**To do:**
Find each line in the entries below that contains the string "bare", and copy those lines. Matching is case-sensitive.

**Data records:**
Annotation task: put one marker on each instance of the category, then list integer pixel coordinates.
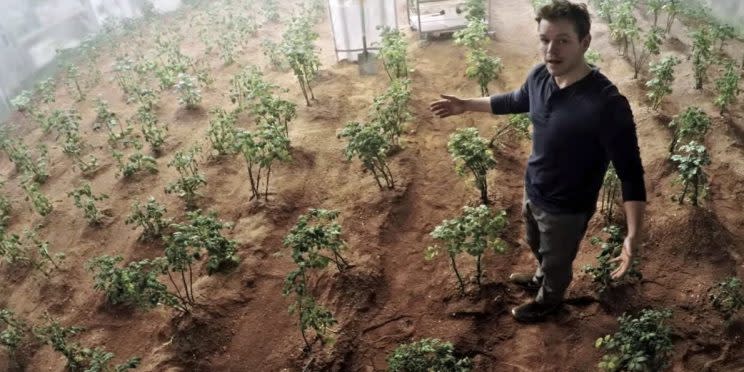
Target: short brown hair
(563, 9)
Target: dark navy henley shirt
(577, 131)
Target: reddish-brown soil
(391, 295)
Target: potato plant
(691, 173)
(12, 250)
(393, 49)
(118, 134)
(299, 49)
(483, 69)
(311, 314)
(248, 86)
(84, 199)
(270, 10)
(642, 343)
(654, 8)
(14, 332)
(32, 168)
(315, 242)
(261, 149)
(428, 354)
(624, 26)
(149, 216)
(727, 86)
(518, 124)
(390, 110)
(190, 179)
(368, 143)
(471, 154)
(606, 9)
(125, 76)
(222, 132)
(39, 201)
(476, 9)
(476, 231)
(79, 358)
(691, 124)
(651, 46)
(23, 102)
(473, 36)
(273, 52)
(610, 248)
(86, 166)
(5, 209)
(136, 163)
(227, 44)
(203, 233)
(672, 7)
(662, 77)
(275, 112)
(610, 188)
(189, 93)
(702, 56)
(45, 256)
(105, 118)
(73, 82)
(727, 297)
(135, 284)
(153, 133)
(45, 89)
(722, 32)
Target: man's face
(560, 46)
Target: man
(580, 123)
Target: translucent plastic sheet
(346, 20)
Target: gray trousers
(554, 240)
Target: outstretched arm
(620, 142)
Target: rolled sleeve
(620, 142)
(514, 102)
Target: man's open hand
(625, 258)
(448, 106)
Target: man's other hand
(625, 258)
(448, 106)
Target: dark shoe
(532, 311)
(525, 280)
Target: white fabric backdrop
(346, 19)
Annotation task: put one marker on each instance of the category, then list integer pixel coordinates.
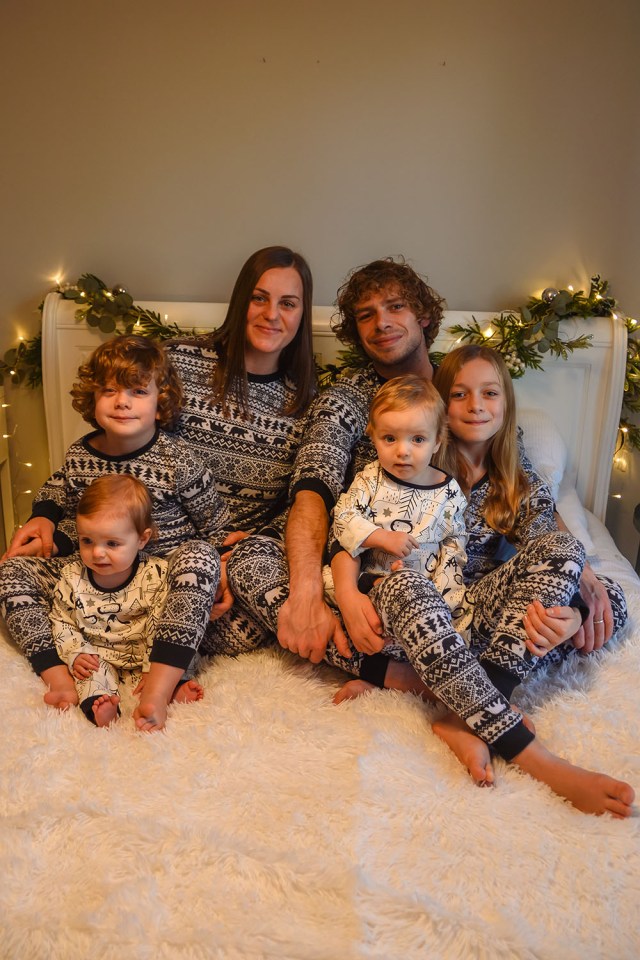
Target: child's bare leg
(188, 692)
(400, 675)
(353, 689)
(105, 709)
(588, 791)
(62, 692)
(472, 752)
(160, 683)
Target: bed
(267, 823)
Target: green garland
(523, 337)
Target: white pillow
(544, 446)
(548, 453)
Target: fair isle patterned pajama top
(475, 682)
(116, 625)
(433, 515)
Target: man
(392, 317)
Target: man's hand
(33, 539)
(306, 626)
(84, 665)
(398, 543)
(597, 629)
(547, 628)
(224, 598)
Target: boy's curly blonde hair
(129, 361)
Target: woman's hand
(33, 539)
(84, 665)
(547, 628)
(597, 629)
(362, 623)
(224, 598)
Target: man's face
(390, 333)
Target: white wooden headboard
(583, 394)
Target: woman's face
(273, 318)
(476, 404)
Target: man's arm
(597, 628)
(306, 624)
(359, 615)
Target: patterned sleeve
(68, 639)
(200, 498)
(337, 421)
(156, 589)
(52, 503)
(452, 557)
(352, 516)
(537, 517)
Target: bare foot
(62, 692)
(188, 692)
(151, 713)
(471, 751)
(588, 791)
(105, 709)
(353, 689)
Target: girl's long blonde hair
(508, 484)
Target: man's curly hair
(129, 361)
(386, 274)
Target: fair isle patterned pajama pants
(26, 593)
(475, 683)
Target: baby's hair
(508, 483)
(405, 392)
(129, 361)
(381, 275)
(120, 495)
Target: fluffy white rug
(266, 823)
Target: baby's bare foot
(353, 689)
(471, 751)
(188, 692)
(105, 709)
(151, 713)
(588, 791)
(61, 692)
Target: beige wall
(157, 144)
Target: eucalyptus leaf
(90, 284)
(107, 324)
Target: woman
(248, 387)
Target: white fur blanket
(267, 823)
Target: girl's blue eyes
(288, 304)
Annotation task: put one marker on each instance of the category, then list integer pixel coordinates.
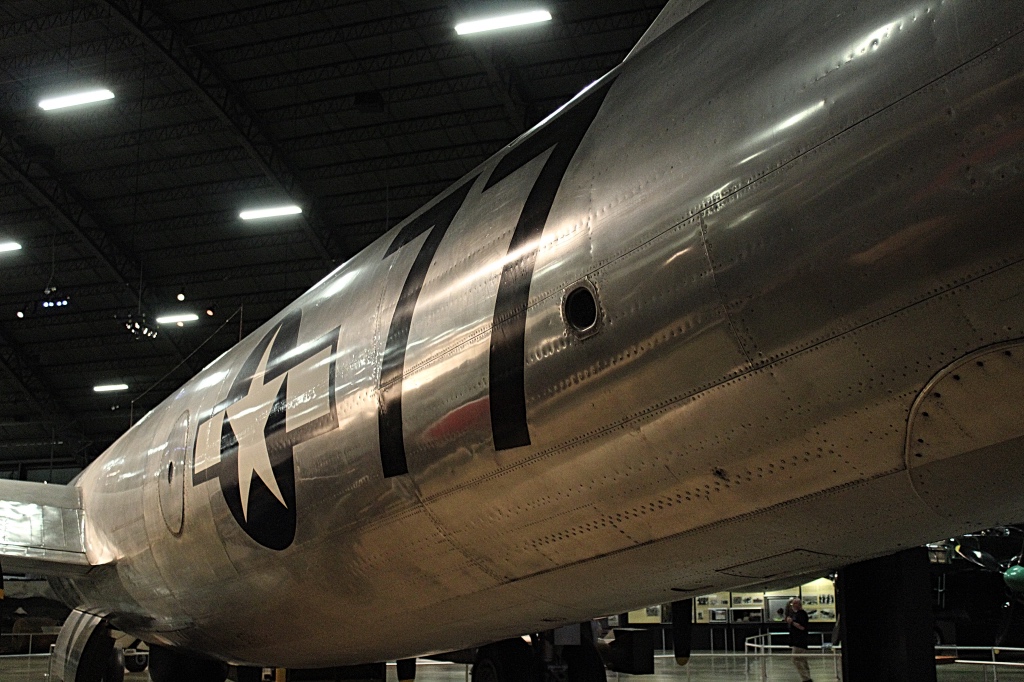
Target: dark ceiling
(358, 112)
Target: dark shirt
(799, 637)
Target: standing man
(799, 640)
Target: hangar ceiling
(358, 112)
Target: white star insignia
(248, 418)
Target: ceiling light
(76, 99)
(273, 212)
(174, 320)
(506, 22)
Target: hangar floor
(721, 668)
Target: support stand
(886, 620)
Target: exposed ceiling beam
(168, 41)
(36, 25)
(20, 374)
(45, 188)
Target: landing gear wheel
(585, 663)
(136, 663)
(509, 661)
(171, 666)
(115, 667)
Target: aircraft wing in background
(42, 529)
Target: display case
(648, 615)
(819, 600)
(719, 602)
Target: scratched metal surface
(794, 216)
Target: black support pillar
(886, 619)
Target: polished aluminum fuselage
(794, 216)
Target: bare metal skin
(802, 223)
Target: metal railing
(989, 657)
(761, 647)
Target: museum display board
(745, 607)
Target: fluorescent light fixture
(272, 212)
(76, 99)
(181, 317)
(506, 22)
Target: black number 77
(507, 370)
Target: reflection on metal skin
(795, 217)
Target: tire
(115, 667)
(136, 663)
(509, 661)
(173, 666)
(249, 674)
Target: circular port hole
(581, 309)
---
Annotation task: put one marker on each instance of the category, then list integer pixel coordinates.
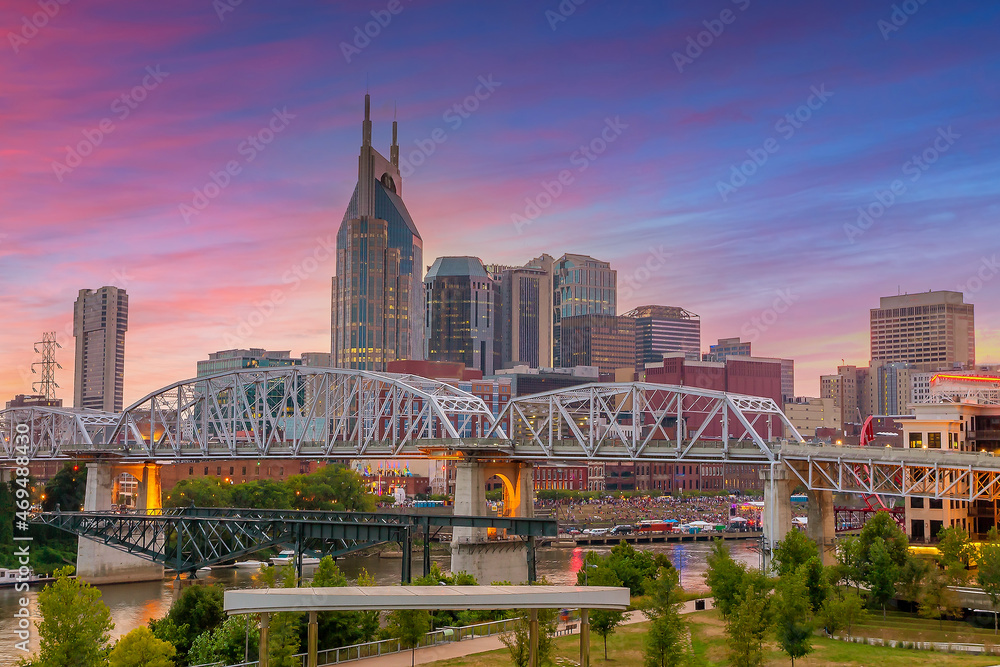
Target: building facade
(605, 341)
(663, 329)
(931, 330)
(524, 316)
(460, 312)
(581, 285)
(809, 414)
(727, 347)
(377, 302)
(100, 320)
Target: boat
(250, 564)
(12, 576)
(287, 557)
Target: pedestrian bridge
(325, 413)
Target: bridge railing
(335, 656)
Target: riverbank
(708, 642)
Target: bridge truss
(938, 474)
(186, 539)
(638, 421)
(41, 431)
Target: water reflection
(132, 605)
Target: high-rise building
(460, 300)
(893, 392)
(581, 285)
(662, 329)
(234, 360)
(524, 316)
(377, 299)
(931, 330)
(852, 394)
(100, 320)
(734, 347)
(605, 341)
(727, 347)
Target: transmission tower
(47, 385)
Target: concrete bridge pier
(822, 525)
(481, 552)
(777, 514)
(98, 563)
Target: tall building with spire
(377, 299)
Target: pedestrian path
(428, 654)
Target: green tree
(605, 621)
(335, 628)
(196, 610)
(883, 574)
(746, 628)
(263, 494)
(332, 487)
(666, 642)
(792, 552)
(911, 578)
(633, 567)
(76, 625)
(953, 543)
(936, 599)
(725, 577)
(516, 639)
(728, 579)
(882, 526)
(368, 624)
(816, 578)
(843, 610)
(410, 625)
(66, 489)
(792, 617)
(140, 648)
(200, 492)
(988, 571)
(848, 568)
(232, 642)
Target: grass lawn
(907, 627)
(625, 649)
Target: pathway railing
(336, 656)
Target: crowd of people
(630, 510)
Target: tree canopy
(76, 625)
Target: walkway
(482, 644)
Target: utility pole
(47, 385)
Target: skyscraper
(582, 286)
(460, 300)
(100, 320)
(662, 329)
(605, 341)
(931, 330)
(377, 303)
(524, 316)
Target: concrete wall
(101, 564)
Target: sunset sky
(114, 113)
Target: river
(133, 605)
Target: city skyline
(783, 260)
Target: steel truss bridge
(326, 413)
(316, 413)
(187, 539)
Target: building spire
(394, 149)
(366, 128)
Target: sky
...
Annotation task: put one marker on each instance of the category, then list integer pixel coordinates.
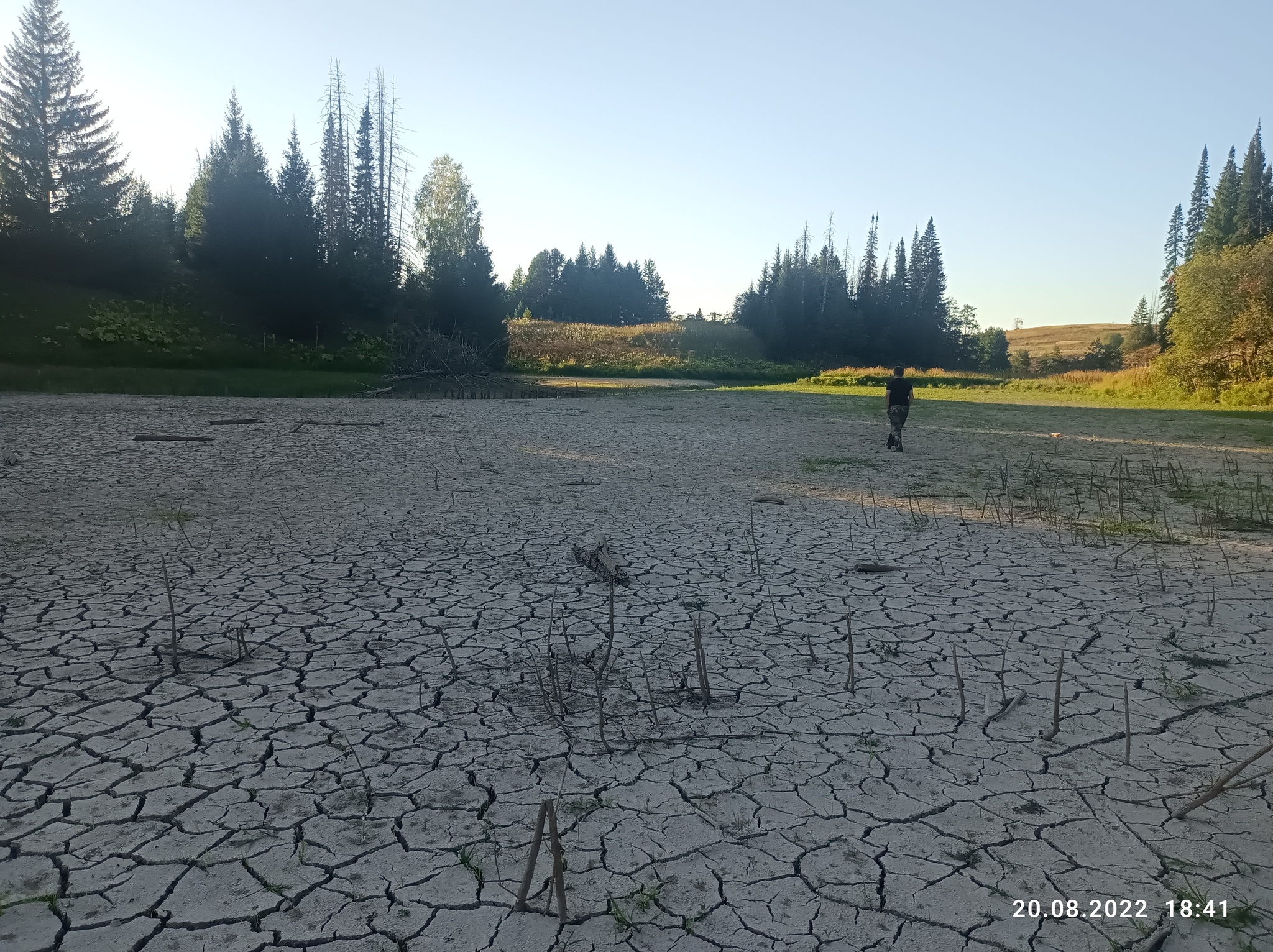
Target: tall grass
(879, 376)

**Exercise response:**
Target: child's bare leg
Target: bare foot
Target: baby's bare foot
Target: bare metal skin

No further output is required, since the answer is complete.